== Given passage ==
Public Education and the Rise of Ideological Indoctrination

Some of my friends and acquaintances in the public education system believe that my assessments of their colleagues are too pessimistic. Others quietly affirm what I’ve observed. This letter is for those who think I’ve been too critical.

Let me begin with my own memories of school. I went through K–12 primarily in the 1970s and recall many good and decent teachers. One who stands out was Virginia (Ginny) Rhodes, who taught anatomy and physiology. Before addressing the theory of evolution, she shared with us that she was a Christian who did not believe in evolution, and that she affirmed the biblical doctrine of creation. Her honesty and courage made a deep impression on me, even though I wasn’t a biblical Christian at the time. As Charles Spurgeon once said, “Atheism is a strange thing. Even the devil never fell into that vice, for the devils believe and tremble” (James 2:19).

There were other teachers whose decency and sincerity I appreciated—Patricia, whose joyful spirit and family values shone through her love of outdoor cooking; Steve, a young history teacher who led the Fellowship of Christian Athletes; and Don, who introduced students to chess and was active in charitable community outreach. These teachers, and others like them, reflected what was then a largely Christian moral consensus in public education. Whether all of them were regenerate Christians, I do not know. But they were what we might call “based”—grounded in reality, common sense, and moral clarity.
===
Tasks for this exercise:
1. From the letter, output the passage that begins at the words "There were other" and stops after "and moral clarity.".
2. According to the letter, what made the anatomy and physiology teacher leave a deep impression on the writer?
== Given data ==
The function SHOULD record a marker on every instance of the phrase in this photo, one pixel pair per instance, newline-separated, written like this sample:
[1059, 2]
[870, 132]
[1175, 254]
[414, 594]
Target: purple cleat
===
Solutions to the exercise:
1.
There were other teachers whose decency and sincerity I appreciated—Patricia, whose joyful spirit and family values shone through her love of outdoor cooking; Steve, a young history teacher who led the Fellowship of Christian Athletes; and Don, who introduced students to chess and was active in charitable community outreach. These teachers, and others like them, reflected what was then a largely Christian moral consensus in public education. Whether all of them were regenerate Christians, I do not know. But they were what we might call “based”—grounded in reality, common sense, and moral clarity.

2. Her honesty and courage made the impression. Before teaching the theory of evolution, she told the class that she was a Christian who did not believe in evolution and affirmed the biblical doctrine of creation. This struck the writer even though the writer was not a biblical Christian at the time.